Task prompt:
Find every line in the entries below that contains the word "lake", and copy each of those lines.

Material to process:
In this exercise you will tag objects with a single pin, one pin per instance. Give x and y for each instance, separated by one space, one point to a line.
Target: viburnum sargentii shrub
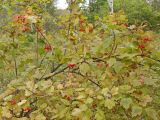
109 70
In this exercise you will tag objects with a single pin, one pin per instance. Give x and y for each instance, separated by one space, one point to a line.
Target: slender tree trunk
110 3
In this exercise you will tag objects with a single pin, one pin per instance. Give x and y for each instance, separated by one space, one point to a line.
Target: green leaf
126 102
151 113
76 112
84 68
136 110
99 115
111 61
109 103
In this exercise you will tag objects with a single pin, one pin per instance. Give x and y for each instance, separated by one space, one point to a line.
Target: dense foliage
108 70
137 11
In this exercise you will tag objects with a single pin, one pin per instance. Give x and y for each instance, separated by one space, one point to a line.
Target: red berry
71 66
13 102
82 30
47 47
141 46
39 29
146 39
27 109
68 98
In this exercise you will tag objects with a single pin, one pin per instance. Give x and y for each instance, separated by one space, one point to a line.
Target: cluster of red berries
13 102
39 29
82 27
22 20
47 47
144 41
27 109
71 66
67 97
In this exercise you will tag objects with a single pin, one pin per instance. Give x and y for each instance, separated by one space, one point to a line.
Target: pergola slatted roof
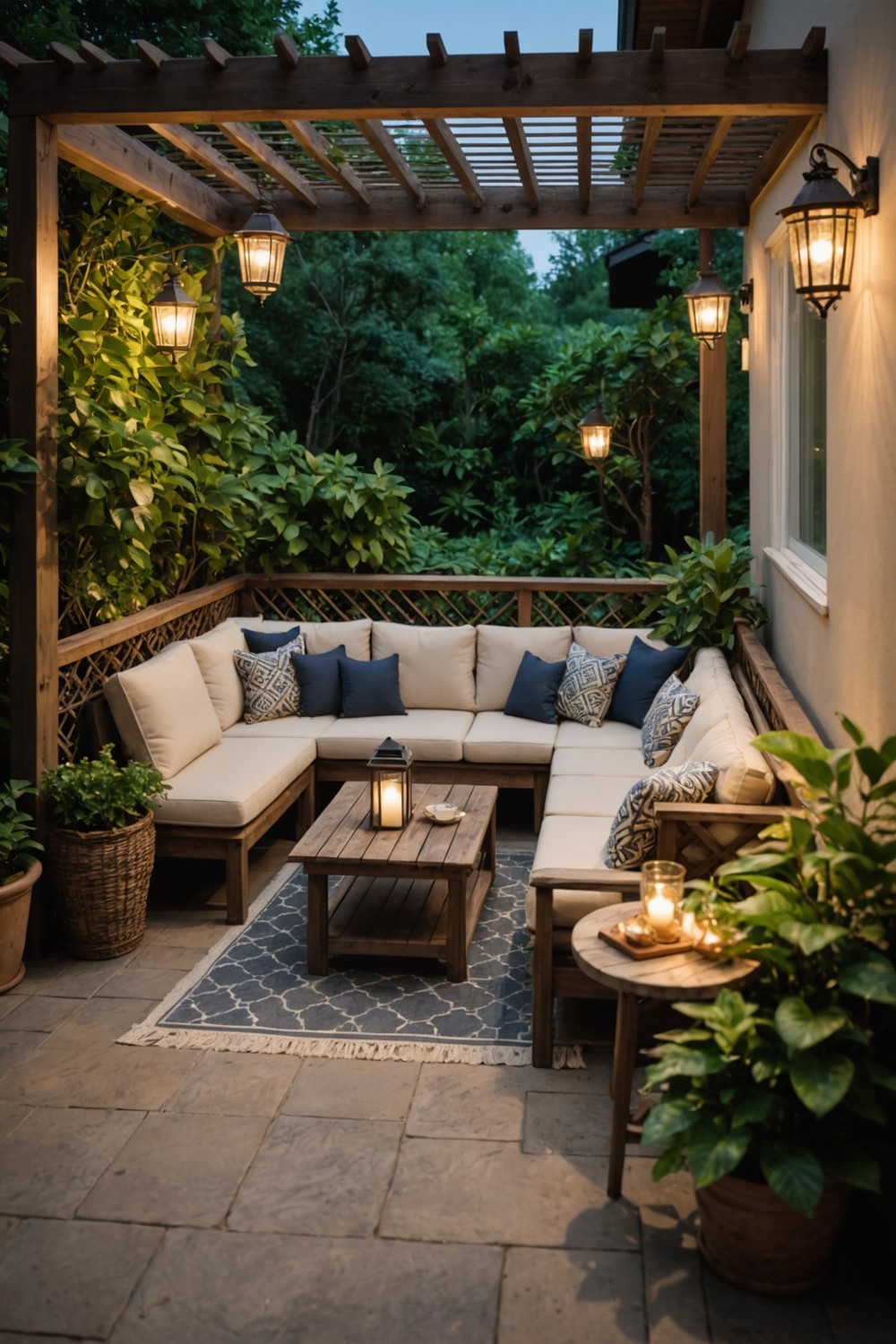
656 137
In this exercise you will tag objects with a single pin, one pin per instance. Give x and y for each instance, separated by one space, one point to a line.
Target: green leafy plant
99 795
18 843
708 591
791 1081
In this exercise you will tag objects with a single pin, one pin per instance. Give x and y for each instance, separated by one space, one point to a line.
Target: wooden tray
659 949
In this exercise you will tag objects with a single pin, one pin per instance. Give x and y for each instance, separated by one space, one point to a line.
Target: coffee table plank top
343 835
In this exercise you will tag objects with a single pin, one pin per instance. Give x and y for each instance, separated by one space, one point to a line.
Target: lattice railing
89 658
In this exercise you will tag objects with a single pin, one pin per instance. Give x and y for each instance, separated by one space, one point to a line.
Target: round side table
681 975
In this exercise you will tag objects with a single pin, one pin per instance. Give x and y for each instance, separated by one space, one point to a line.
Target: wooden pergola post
713 438
34 358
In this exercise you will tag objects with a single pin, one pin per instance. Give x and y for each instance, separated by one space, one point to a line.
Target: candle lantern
392 779
661 895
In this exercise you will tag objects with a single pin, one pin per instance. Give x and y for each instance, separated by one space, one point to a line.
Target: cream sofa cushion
430 734
498 652
721 731
435 663
215 656
234 781
163 710
505 739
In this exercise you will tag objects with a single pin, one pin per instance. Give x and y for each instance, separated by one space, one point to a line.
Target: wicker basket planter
99 882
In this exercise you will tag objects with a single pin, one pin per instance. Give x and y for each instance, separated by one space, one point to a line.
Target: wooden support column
713 440
34 357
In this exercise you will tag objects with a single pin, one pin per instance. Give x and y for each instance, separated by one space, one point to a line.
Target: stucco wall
845 660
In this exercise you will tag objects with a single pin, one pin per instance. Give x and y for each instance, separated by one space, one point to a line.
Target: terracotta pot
15 903
754 1239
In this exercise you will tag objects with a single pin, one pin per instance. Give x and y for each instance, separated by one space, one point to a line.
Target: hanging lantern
821 228
174 316
595 430
392 780
263 245
708 306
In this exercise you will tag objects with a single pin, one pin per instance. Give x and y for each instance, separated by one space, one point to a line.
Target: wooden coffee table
411 892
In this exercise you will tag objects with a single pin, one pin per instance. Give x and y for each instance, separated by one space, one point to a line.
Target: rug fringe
311 1047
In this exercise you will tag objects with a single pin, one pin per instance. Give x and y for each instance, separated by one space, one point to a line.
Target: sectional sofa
230 780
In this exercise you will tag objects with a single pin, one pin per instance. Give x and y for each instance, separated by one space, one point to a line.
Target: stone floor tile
177 1169
740 1317
468 1101
568 1297
222 1288
471 1191
142 983
54 1158
564 1123
72 1279
42 1012
123 1077
225 1083
327 1177
357 1089
11 1116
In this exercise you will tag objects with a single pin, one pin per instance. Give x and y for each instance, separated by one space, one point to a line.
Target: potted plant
780 1098
19 871
101 847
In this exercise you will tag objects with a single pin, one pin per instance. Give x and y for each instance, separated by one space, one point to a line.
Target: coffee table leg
317 925
455 941
624 1053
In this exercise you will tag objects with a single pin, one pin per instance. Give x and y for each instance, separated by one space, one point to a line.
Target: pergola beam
614 83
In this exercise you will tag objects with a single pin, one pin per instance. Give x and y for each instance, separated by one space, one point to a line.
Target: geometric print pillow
633 836
269 682
667 719
587 685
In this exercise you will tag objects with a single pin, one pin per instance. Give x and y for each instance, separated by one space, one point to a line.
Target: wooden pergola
659 137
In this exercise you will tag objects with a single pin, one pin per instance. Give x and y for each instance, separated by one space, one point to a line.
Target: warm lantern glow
174 317
594 432
821 228
263 245
708 306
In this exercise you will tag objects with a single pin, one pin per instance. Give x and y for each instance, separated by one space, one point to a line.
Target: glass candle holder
661 897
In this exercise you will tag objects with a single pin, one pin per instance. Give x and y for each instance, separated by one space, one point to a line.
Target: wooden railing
89 658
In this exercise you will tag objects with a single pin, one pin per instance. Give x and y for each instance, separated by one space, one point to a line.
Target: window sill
809 582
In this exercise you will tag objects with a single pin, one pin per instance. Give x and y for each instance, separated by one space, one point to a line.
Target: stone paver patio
179 1195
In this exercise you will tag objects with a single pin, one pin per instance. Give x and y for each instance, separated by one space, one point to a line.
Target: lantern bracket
864 182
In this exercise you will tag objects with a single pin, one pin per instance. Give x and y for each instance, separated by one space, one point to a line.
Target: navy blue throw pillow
265 642
535 690
370 688
320 688
645 671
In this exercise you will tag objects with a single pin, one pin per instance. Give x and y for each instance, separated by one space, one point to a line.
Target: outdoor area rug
252 992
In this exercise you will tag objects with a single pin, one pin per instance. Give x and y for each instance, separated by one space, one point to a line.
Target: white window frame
804 567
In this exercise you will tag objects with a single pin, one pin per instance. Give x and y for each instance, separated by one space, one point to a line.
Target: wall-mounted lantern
821 226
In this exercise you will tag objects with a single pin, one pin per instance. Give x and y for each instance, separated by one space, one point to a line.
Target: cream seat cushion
505 739
163 710
234 781
435 663
215 656
573 843
498 652
430 734
721 731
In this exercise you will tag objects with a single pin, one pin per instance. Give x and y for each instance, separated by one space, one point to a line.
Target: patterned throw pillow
667 719
633 836
271 688
587 685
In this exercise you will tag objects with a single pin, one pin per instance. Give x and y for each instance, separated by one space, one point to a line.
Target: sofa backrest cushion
498 652
163 710
214 653
435 663
721 731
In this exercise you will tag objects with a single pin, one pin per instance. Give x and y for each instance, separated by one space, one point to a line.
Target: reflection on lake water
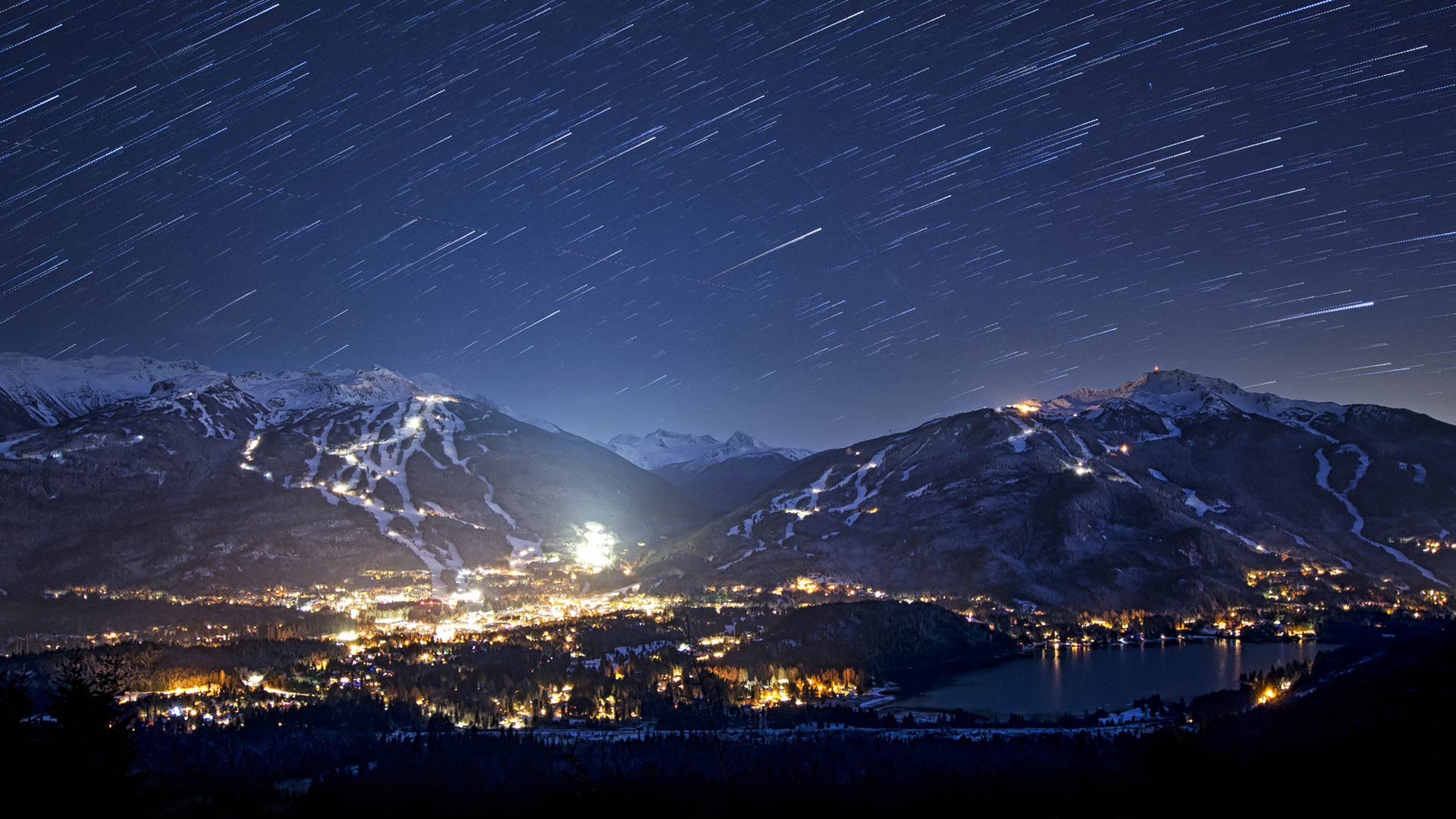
1084 679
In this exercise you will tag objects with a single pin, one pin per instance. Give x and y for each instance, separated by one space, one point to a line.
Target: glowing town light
595 550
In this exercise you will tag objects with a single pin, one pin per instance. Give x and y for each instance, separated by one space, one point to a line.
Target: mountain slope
215 480
718 475
1041 502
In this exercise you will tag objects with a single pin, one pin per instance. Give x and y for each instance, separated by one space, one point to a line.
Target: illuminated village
526 649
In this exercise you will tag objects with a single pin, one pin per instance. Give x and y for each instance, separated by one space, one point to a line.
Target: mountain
169 474
1165 491
718 475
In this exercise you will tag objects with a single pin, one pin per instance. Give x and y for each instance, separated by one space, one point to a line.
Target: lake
1084 679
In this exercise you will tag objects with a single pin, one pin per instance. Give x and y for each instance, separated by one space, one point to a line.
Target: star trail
816 222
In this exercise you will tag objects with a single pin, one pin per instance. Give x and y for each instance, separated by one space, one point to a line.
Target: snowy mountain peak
664 447
1181 394
42 392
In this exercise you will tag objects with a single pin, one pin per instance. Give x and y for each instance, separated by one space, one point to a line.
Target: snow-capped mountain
1180 392
201 477
1168 491
663 447
717 474
42 392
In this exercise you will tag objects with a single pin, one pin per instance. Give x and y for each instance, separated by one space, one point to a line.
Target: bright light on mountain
595 550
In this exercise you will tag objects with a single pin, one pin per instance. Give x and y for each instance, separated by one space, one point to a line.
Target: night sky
816 223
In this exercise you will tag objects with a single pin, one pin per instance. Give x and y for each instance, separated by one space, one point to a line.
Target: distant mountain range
718 475
169 474
1164 493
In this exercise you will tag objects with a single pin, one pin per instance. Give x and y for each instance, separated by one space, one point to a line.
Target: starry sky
811 222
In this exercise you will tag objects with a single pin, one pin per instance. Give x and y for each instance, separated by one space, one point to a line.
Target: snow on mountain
47 392
663 447
1180 394
291 391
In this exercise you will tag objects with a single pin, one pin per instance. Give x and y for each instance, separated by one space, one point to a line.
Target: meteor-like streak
1310 314
766 253
520 331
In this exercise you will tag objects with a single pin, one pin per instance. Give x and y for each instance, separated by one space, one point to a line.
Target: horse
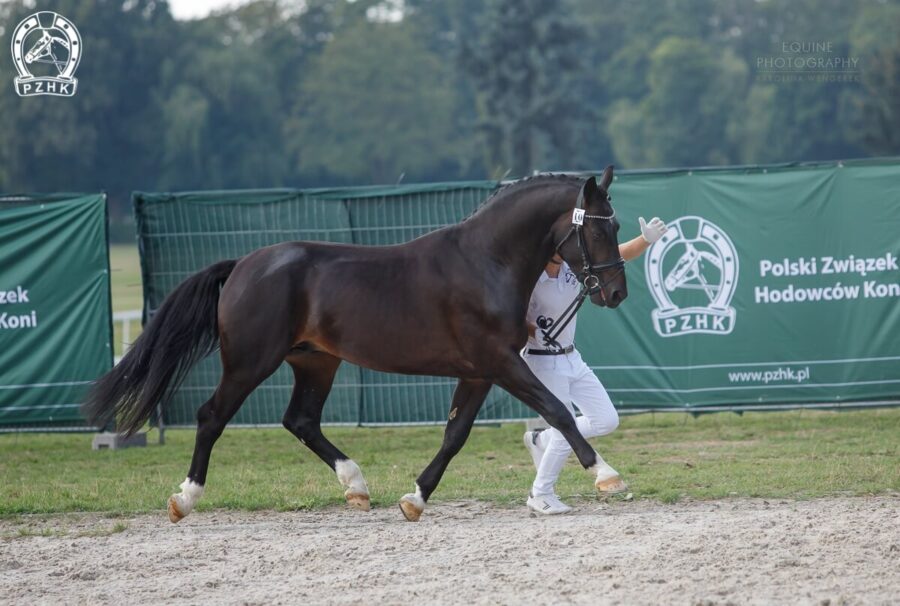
451 303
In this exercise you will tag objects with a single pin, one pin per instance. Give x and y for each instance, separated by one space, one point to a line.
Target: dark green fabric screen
804 308
713 318
55 331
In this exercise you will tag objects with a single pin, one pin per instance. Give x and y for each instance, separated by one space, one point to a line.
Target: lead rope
560 324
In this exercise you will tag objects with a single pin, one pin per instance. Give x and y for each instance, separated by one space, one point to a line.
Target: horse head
587 239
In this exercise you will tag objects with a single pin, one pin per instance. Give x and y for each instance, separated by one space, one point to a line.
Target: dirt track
827 551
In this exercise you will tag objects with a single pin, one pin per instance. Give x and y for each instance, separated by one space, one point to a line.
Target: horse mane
513 187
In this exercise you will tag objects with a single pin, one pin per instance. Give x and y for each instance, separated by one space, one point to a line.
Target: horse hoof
175 514
359 501
412 507
613 485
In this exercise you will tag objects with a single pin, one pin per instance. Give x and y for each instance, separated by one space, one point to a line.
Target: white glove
652 231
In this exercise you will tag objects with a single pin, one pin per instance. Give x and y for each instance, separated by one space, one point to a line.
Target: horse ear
606 177
589 189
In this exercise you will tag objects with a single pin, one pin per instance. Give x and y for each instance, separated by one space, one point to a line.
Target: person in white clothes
560 368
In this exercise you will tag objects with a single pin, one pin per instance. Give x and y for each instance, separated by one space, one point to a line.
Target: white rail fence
123 323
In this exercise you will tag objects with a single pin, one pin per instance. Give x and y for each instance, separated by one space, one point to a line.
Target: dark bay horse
449 303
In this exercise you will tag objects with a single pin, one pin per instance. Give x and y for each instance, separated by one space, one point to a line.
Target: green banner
772 285
55 331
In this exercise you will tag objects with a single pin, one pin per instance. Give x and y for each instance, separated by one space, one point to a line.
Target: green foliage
374 103
276 92
524 65
666 457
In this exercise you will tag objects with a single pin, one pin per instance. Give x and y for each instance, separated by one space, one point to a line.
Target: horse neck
517 230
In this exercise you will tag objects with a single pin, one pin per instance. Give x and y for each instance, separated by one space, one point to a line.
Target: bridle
588 277
590 281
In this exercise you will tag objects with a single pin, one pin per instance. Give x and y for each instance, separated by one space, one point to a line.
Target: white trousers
570 380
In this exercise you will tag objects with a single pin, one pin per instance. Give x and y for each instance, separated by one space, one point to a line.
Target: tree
682 121
377 104
871 112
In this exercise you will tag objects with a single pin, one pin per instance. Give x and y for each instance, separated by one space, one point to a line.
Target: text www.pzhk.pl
782 373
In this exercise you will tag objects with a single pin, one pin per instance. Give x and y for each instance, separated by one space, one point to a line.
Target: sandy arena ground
826 551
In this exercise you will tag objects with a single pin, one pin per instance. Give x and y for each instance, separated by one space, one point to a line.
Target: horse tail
183 330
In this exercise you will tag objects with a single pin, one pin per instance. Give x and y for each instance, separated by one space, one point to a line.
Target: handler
565 374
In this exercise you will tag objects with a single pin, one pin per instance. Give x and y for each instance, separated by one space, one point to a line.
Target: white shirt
549 300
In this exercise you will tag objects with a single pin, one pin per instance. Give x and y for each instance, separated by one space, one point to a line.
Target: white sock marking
602 470
350 477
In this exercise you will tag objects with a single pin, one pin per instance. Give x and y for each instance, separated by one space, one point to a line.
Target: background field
125 282
666 457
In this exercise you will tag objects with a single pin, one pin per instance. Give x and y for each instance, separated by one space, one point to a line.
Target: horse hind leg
467 401
212 418
314 375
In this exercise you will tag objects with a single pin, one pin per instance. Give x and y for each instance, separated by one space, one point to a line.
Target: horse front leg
467 401
516 378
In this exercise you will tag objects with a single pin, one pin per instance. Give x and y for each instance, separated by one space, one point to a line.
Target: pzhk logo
48 44
692 273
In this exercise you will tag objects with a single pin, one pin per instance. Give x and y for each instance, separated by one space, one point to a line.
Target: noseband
590 281
588 277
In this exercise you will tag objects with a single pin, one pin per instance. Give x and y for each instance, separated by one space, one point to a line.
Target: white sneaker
530 440
548 504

Response for this exercise:
Target: reflection on lake water
Target: lake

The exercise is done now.